Transcribe word for word each line from the one containing "[locate] the rear wheel" to the final line of the data, both included. Skip the pictures.

*-*-*

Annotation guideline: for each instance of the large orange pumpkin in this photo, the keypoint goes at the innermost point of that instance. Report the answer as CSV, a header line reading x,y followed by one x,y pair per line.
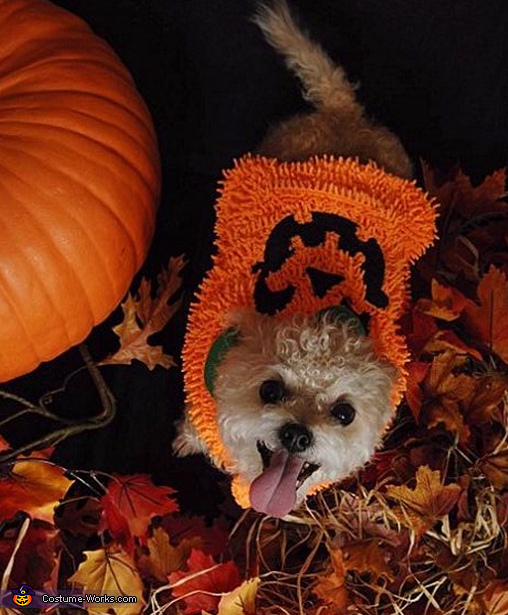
x,y
79,182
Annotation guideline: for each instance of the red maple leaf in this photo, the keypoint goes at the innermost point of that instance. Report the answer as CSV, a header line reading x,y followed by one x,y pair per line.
x,y
205,578
213,538
130,503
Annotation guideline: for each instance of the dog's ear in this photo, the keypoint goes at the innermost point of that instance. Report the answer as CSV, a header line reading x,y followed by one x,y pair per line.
x,y
187,441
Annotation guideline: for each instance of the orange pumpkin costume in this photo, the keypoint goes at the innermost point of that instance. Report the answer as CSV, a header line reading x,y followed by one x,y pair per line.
x,y
300,237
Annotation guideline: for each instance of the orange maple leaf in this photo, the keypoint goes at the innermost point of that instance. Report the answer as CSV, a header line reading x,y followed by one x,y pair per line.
x,y
495,466
485,405
203,579
495,599
428,502
488,321
444,394
460,197
242,600
367,556
130,503
447,303
152,315
33,486
444,340
163,558
79,516
36,557
331,587
4,445
417,372
110,571
213,538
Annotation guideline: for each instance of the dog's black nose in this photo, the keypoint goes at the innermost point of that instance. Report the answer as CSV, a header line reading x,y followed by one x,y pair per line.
x,y
296,438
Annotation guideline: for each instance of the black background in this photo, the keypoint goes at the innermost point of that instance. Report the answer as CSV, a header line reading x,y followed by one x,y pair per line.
x,y
435,71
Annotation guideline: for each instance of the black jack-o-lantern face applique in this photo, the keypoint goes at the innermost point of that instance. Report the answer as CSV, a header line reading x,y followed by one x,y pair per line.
x,y
306,258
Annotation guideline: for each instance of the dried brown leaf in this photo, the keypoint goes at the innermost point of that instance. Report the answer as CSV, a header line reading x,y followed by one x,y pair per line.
x,y
144,316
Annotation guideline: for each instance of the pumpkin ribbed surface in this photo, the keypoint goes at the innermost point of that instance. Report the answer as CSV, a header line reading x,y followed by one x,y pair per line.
x,y
79,182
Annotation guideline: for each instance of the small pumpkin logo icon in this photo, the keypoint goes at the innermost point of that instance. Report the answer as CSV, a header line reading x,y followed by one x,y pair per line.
x,y
23,595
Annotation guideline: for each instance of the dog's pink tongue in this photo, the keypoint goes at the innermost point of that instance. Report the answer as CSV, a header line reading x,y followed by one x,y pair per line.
x,y
274,491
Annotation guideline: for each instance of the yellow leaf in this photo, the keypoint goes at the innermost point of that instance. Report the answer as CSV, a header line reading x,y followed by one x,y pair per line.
x,y
331,587
144,316
242,600
33,486
447,302
367,556
428,502
111,572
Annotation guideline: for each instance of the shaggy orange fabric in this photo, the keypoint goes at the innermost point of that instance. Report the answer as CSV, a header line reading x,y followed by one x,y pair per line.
x,y
256,195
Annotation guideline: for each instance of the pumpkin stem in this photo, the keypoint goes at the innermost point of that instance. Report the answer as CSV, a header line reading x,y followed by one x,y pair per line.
x,y
71,427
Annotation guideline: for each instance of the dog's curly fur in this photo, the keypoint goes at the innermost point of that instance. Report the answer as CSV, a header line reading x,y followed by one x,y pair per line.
x,y
338,125
318,361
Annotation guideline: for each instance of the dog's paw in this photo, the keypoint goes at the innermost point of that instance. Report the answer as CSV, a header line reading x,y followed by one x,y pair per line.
x,y
187,442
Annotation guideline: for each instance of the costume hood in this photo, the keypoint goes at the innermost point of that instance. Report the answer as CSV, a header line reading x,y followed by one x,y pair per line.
x,y
301,237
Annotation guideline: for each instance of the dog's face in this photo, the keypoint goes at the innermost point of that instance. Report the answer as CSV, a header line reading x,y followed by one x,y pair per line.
x,y
299,403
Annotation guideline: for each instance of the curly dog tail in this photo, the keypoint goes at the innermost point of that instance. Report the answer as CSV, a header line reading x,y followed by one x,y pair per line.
x,y
325,83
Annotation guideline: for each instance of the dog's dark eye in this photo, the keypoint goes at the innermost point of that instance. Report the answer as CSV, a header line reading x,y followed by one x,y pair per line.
x,y
344,413
272,392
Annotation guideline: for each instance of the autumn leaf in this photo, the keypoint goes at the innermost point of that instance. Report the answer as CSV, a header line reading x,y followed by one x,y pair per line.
x,y
495,466
163,558
37,555
444,392
213,538
110,571
417,372
134,500
144,316
4,445
447,303
33,486
460,197
79,516
444,340
242,600
488,321
495,599
428,502
484,406
331,587
203,579
421,329
367,556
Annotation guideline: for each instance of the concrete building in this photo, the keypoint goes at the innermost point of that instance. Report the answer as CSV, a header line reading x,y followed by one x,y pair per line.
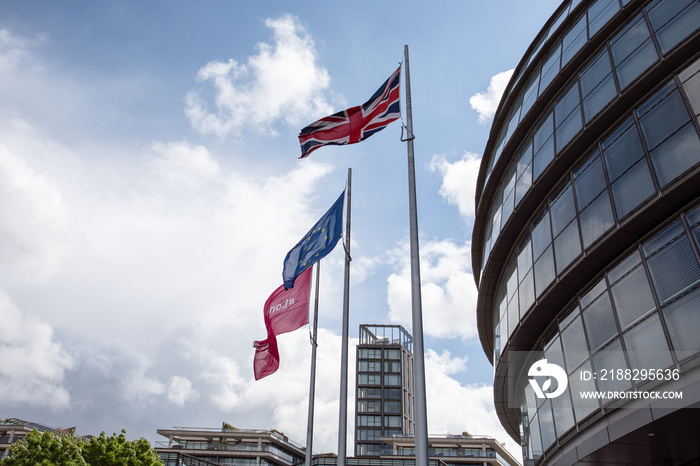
x,y
227,446
586,242
384,391
452,450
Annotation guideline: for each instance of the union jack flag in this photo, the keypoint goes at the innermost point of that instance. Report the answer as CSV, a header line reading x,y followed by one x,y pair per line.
x,y
357,123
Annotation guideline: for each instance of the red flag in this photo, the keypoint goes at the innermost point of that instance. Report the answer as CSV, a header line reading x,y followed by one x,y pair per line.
x,y
287,310
284,311
267,358
357,123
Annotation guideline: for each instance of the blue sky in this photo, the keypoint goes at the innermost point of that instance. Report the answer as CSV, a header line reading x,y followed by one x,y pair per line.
x,y
151,188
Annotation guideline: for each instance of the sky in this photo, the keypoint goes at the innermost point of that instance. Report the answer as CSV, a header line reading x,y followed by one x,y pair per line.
x,y
150,188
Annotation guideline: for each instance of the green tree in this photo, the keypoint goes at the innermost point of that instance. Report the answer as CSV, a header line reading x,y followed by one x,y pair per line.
x,y
47,449
55,449
118,451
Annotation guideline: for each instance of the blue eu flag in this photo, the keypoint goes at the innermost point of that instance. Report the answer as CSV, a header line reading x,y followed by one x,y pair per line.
x,y
316,244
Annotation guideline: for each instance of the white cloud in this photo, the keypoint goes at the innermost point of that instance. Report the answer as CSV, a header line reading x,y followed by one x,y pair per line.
x,y
32,365
14,48
37,231
459,181
486,103
454,408
283,81
448,291
181,163
180,391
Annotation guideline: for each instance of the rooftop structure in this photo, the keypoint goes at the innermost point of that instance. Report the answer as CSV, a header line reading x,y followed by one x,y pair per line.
x,y
586,243
227,446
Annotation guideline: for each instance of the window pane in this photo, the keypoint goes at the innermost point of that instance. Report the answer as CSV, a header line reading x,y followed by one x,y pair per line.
x,y
541,235
657,242
676,155
596,219
530,95
661,12
570,128
513,314
674,269
679,28
543,158
547,425
563,413
599,321
622,149
691,84
574,39
550,67
527,293
583,407
633,52
589,181
599,98
595,73
566,104
662,115
573,340
629,40
544,132
544,271
632,189
611,358
535,440
567,246
600,13
639,61
646,345
683,321
632,294
524,257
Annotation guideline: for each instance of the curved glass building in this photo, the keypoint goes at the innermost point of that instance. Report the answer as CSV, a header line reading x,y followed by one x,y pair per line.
x,y
586,245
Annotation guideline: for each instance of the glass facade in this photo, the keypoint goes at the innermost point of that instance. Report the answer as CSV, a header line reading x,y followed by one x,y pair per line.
x,y
657,143
602,80
586,246
641,314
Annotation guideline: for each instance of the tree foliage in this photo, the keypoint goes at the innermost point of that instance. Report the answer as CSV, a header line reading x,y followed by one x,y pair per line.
x,y
55,449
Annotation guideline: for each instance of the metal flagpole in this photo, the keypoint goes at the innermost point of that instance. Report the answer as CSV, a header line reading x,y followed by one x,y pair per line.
x,y
421,429
343,416
312,382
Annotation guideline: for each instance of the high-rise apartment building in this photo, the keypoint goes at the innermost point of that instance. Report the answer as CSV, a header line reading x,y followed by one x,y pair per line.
x,y
384,391
228,446
586,244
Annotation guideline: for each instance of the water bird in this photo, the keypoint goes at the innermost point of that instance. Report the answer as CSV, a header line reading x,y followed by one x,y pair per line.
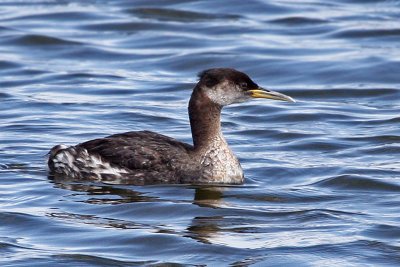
x,y
144,157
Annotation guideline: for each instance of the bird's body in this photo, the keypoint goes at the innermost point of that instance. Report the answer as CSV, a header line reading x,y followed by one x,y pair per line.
x,y
146,157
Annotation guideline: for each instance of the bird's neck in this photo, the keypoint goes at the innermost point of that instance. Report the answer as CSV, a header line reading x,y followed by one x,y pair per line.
x,y
205,120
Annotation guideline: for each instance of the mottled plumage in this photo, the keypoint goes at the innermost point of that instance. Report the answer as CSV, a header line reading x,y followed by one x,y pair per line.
x,y
146,157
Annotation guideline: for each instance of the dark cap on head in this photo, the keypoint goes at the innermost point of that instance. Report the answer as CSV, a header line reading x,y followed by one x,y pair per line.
x,y
212,77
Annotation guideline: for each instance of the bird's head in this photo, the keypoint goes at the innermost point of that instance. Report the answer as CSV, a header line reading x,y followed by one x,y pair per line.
x,y
225,86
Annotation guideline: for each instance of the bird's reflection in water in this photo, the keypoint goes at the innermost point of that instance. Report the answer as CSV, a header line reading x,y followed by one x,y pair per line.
x,y
106,194
200,228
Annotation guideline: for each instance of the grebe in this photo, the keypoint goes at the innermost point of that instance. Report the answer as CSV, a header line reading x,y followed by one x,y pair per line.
x,y
146,157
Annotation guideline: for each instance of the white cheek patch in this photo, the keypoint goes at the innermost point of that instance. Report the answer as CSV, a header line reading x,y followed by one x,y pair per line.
x,y
223,94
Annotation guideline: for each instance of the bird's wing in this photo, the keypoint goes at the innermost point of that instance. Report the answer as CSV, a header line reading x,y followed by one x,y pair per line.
x,y
139,150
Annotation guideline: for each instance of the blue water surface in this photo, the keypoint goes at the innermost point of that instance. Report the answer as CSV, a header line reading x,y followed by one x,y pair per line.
x,y
322,175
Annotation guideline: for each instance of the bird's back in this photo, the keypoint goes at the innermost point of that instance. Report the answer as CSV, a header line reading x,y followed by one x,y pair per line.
x,y
134,157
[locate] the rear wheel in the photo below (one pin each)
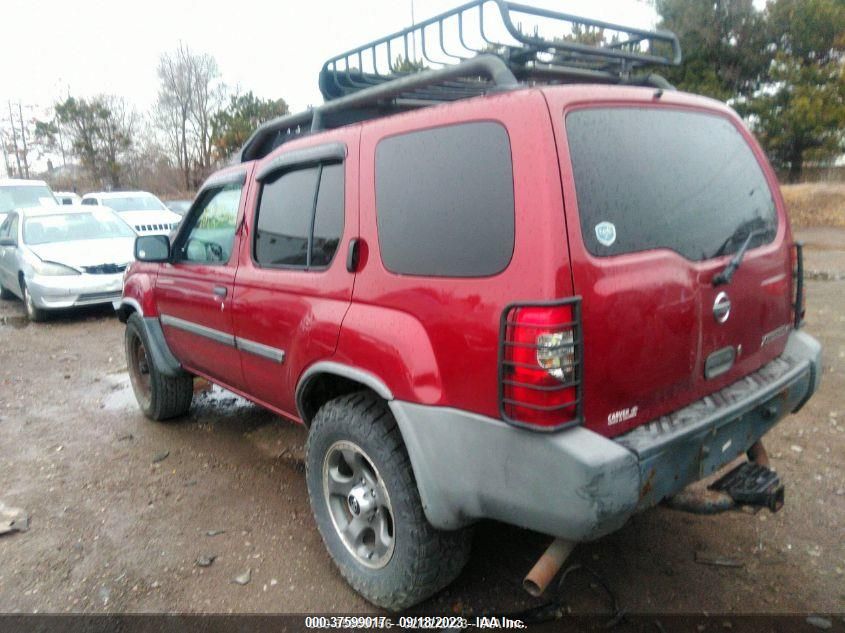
(368, 510)
(6, 294)
(33, 312)
(160, 397)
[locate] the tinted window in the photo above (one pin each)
(284, 218)
(210, 239)
(656, 178)
(291, 204)
(444, 201)
(328, 221)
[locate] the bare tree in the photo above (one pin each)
(189, 94)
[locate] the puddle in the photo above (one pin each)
(17, 321)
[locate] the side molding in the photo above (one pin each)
(344, 371)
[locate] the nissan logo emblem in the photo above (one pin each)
(722, 307)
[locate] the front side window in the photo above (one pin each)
(300, 217)
(213, 232)
(650, 178)
(445, 201)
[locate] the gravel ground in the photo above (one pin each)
(121, 509)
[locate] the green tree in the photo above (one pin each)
(233, 125)
(800, 114)
(100, 131)
(723, 42)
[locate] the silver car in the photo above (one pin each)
(62, 257)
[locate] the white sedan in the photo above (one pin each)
(63, 257)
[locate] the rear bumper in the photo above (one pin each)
(577, 484)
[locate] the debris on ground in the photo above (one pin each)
(12, 520)
(205, 560)
(819, 622)
(717, 561)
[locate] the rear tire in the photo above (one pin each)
(376, 531)
(160, 397)
(33, 312)
(6, 295)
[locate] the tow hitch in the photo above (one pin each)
(752, 484)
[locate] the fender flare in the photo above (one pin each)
(162, 357)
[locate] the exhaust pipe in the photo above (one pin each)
(546, 568)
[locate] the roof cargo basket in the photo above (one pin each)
(476, 48)
(537, 45)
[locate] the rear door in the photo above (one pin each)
(658, 198)
(293, 287)
(194, 293)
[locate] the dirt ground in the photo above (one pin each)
(121, 508)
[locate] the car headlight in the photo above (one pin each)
(52, 269)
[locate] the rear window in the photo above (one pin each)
(444, 200)
(659, 178)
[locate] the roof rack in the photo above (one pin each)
(479, 47)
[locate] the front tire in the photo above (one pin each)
(368, 509)
(160, 397)
(33, 312)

*-*-*

▸ **RESULT BELOW**
[locate] the rear wheel in the photo below (one pin each)
(368, 510)
(6, 294)
(33, 312)
(160, 397)
[locate] the tinted window in the photo above (one pin each)
(284, 218)
(210, 239)
(656, 178)
(291, 204)
(444, 201)
(328, 221)
[locate] the bare tree in the photo above (one pin each)
(189, 94)
[locate] the puddle in the photo above (one pin each)
(17, 321)
[locate] the side molding in the photo above (one pin each)
(344, 371)
[locate] the nissan logo emblem in the photo above (one pin each)
(722, 307)
[locate] the front side window in the photo above (one pin each)
(300, 217)
(213, 232)
(650, 178)
(445, 201)
[locate] the gravel ground in the photo above (one pin each)
(121, 509)
[locate] the green tree in the photo above (one pin each)
(233, 125)
(800, 114)
(100, 131)
(723, 42)
[locate] the silver car in the photo above (one pin each)
(62, 257)
[locate] the white sedan in the photo above (one pin each)
(63, 257)
[locate] the rear bumper in the photo above (one pin each)
(577, 484)
[locate] the debris on ground in the photo above (one pin each)
(12, 520)
(205, 560)
(819, 622)
(717, 561)
[locate] the rear tire in the photo above (one pin each)
(376, 531)
(160, 397)
(33, 312)
(6, 295)
[locate] the tow hitch in the photo above (one pin each)
(752, 484)
[locate] the fender flare in the photo above (one pin each)
(162, 357)
[locate] the exhaust pipe in the photo above (one pin each)
(546, 568)
[locate] the roof cargo basket in the photo above (one pin each)
(476, 48)
(537, 45)
[locate] the rear door in the photo above (one pin each)
(658, 198)
(293, 287)
(194, 293)
[locate] the dirt ground in the photo above (one pin each)
(121, 508)
[locate] the car headlight in the photo above (one pin each)
(52, 269)
[locate] the rear window in the photo above (one pin each)
(444, 200)
(659, 178)
[locate] the roof rack in the photo above (one pin each)
(479, 47)
[locate] the front tire in the photo above (one pin each)
(368, 509)
(160, 397)
(33, 312)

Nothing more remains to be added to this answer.